*** Information given ***

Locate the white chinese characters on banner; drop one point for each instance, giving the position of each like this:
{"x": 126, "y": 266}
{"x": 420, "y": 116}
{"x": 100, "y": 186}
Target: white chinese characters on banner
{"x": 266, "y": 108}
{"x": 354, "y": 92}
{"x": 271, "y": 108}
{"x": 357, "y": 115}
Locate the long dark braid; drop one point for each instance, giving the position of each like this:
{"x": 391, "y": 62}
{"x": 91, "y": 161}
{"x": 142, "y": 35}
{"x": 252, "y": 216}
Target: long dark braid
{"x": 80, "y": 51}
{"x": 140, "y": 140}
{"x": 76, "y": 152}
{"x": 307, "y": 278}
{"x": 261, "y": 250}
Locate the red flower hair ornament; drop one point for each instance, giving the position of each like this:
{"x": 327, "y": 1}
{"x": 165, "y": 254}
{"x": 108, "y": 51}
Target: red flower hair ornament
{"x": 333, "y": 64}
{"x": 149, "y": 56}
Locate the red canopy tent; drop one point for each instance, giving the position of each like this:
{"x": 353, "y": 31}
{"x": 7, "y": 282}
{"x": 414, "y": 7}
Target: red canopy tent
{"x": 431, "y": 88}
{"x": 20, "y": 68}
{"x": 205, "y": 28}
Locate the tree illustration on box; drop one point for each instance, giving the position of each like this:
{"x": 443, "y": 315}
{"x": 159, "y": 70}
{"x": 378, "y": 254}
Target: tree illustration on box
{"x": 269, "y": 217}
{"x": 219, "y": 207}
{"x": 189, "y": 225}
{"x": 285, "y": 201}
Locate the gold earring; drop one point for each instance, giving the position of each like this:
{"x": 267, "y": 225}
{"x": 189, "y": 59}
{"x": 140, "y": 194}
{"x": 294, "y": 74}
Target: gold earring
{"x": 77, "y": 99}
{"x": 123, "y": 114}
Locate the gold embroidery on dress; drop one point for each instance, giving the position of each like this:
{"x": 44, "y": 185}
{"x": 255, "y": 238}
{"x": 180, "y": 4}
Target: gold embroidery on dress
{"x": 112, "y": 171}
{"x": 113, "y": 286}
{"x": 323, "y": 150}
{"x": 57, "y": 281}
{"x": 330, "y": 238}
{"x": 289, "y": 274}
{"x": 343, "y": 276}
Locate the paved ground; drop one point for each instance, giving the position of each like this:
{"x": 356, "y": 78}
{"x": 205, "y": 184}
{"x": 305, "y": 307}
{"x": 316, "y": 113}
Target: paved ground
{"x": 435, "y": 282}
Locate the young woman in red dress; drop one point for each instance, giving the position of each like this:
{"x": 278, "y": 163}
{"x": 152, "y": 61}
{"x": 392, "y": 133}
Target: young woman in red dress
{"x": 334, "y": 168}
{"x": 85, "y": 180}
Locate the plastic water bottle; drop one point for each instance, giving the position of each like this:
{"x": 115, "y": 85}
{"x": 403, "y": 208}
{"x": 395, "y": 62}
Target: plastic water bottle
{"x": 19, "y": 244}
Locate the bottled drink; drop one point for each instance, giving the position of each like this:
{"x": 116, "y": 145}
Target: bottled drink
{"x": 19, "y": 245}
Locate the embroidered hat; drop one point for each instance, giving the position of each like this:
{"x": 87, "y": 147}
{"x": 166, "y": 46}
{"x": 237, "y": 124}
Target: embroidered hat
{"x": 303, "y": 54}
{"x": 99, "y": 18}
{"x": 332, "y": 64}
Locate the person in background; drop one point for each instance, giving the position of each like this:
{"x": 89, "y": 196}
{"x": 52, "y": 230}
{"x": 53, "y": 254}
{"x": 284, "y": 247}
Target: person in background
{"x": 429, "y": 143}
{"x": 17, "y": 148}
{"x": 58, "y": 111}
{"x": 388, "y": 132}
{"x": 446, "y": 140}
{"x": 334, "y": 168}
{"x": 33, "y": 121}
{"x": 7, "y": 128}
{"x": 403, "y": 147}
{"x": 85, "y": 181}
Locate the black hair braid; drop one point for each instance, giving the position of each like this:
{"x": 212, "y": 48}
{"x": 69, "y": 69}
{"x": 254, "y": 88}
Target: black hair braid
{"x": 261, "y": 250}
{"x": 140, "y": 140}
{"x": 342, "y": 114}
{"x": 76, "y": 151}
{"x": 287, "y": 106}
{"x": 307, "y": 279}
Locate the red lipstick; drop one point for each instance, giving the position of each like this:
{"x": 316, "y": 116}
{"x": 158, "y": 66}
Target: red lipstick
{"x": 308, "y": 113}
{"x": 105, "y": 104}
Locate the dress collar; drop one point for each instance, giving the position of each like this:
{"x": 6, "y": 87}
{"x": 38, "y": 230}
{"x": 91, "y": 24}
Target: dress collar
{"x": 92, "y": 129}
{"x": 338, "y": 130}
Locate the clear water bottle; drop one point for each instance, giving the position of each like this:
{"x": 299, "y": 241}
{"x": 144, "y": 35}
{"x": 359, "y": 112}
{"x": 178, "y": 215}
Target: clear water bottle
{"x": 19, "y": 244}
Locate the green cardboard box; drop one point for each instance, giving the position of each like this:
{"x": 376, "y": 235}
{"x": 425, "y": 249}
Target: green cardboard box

*** End of Information given ***

- _Work to complete_
Your answer must be every record above, retyped exactly.

- _Written solution_
Locate the white chinese characters on banner; drop one point for each instance, giving the position of each like this:
{"x": 126, "y": 266}
{"x": 420, "y": 116}
{"x": 100, "y": 186}
Target: white chinese characters on banner
{"x": 266, "y": 108}
{"x": 354, "y": 92}
{"x": 271, "y": 108}
{"x": 357, "y": 115}
Locate the long dark braid; drop one point for each instance, giving the position of each like this:
{"x": 391, "y": 62}
{"x": 91, "y": 161}
{"x": 142, "y": 35}
{"x": 252, "y": 216}
Target: long dark braid
{"x": 80, "y": 51}
{"x": 140, "y": 140}
{"x": 76, "y": 152}
{"x": 307, "y": 278}
{"x": 261, "y": 250}
Locate the red flower hair ornament; drop one point for each instance, giving the position of each like this:
{"x": 327, "y": 1}
{"x": 165, "y": 254}
{"x": 108, "y": 51}
Target: red flower hair ornament
{"x": 333, "y": 64}
{"x": 149, "y": 56}
Locate the red canopy tent; drop one point for each instance, giving the position of each like this:
{"x": 353, "y": 31}
{"x": 7, "y": 282}
{"x": 414, "y": 7}
Target: red canopy tent
{"x": 431, "y": 88}
{"x": 20, "y": 68}
{"x": 205, "y": 28}
Locate the tree illustration on box; drop one point for each instance, giving the position of each like this:
{"x": 443, "y": 315}
{"x": 159, "y": 70}
{"x": 378, "y": 254}
Target: tree illustration on box
{"x": 269, "y": 217}
{"x": 219, "y": 207}
{"x": 189, "y": 225}
{"x": 285, "y": 201}
Locate the gold earring; drop one point for each instance, giving the position of each like this:
{"x": 267, "y": 225}
{"x": 189, "y": 59}
{"x": 140, "y": 194}
{"x": 294, "y": 74}
Target: gold earring
{"x": 77, "y": 99}
{"x": 123, "y": 114}
Locate the gold embroidery on dress; drop one point for each instance, giving the position of each like this:
{"x": 44, "y": 185}
{"x": 255, "y": 238}
{"x": 180, "y": 4}
Target: gold embroidery on dress
{"x": 112, "y": 171}
{"x": 113, "y": 286}
{"x": 323, "y": 150}
{"x": 57, "y": 281}
{"x": 330, "y": 238}
{"x": 289, "y": 274}
{"x": 343, "y": 276}
Locate the paved ground; drop one point for each instance, giving the position of each like this:
{"x": 356, "y": 78}
{"x": 205, "y": 184}
{"x": 305, "y": 307}
{"x": 316, "y": 113}
Target: paved ground
{"x": 435, "y": 282}
Locate the young woman in red dress; drop one point for each instance, giving the position of each like this:
{"x": 278, "y": 163}
{"x": 152, "y": 61}
{"x": 392, "y": 133}
Target: young woman in red dress
{"x": 334, "y": 168}
{"x": 85, "y": 180}
Locate the plastic water bottle; drop one point for each instance, giving the position of each like this:
{"x": 115, "y": 85}
{"x": 403, "y": 208}
{"x": 395, "y": 62}
Target: plastic water bottle
{"x": 19, "y": 244}
Locate the bottled drink; drop one point for each instance, giving the position of each like this:
{"x": 116, "y": 145}
Target: bottled drink
{"x": 19, "y": 245}
Locate the embroidered hat; drop one point for each instance, giving the position of each like this:
{"x": 87, "y": 147}
{"x": 166, "y": 46}
{"x": 237, "y": 124}
Target: embroidered hat
{"x": 303, "y": 54}
{"x": 99, "y": 18}
{"x": 332, "y": 64}
Locate the person in background; drop one point for each instance, giving the position of each like this:
{"x": 89, "y": 196}
{"x": 52, "y": 230}
{"x": 53, "y": 254}
{"x": 284, "y": 247}
Target: person in background
{"x": 429, "y": 143}
{"x": 17, "y": 148}
{"x": 58, "y": 111}
{"x": 388, "y": 132}
{"x": 446, "y": 140}
{"x": 334, "y": 168}
{"x": 33, "y": 121}
{"x": 7, "y": 128}
{"x": 403, "y": 147}
{"x": 85, "y": 181}
Locate the black hair braid; drop one point for each instance, giving the position of each like this:
{"x": 212, "y": 48}
{"x": 69, "y": 69}
{"x": 254, "y": 88}
Target: black hair braid
{"x": 261, "y": 250}
{"x": 140, "y": 140}
{"x": 342, "y": 114}
{"x": 76, "y": 151}
{"x": 287, "y": 106}
{"x": 307, "y": 279}
Locate the red lipstick; drop one point for each instance, giving the position of each like this:
{"x": 316, "y": 116}
{"x": 158, "y": 66}
Target: red lipstick
{"x": 308, "y": 113}
{"x": 105, "y": 104}
Locate the dress collar; drop one point for each instance, giving the position of each like this:
{"x": 6, "y": 87}
{"x": 38, "y": 230}
{"x": 91, "y": 24}
Target: dress collar
{"x": 92, "y": 129}
{"x": 338, "y": 130}
Locate the clear water bottle; drop one point for each instance, giving the position of each like this:
{"x": 299, "y": 241}
{"x": 144, "y": 35}
{"x": 359, "y": 112}
{"x": 178, "y": 215}
Target: clear water bottle
{"x": 19, "y": 244}
Locate the green cardboard box; drop one point for each instance, giving the position of each like this:
{"x": 376, "y": 235}
{"x": 425, "y": 249}
Target: green cardboard box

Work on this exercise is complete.